- PROBLEM DESCRIPTION
Repeat precisely the span of lines below that opens with the line containing "Thanks for the photo. Could you please mark the paved" and closes with the line containing "Thanks for the photo. Could you please mark the parked", both included.

- EXTRACTED DATA

════════

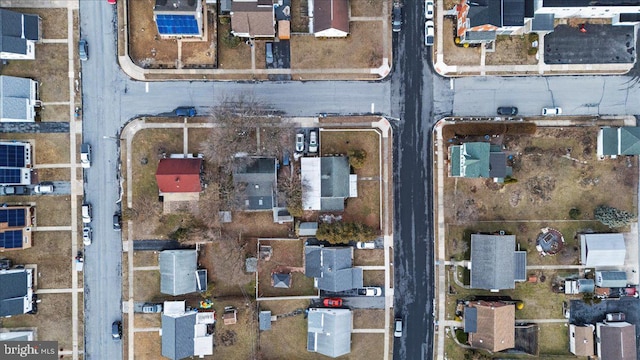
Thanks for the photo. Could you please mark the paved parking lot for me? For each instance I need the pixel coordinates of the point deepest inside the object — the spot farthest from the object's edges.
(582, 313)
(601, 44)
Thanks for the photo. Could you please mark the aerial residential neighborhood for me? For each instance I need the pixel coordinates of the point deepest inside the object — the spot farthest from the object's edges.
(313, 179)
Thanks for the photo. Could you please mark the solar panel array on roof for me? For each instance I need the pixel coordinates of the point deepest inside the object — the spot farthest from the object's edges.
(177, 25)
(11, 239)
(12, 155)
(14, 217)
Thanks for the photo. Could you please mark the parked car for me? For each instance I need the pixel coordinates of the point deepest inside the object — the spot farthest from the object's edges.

════════

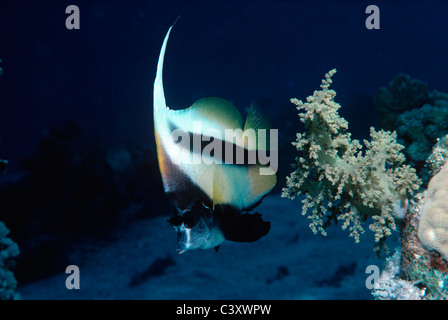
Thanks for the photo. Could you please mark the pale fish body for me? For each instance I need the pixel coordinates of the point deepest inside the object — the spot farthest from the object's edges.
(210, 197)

════════

- RESPONSE FOR THIS EXERCISE
Thanks for the photo. Could you please mark the paved parking lot for me? For each instance I need the pixel coordinates of the point deepest inside the object — the spot farthest from the object's edges.
(582, 313)
(601, 44)
Thanks for the photo. Could you please mark the aerial residential neighborhood for me? For each instance I need the pixel coordinates of the point deepest inside the object — the spot farthest from the object's edges.
(313, 179)
Thanks for the photo. Could you please mark the solar panel array on roof for me? For each instance I need the pixel coordinates of the point deepest inside the object — the spot farthest from the object's edges.
(177, 25)
(11, 239)
(12, 155)
(14, 217)
Thanks for the photo. Could you please mark the parked car for me? For each instance I need the pixel coordinates of the point deepest inside the object — the spot farthest from the object's edges.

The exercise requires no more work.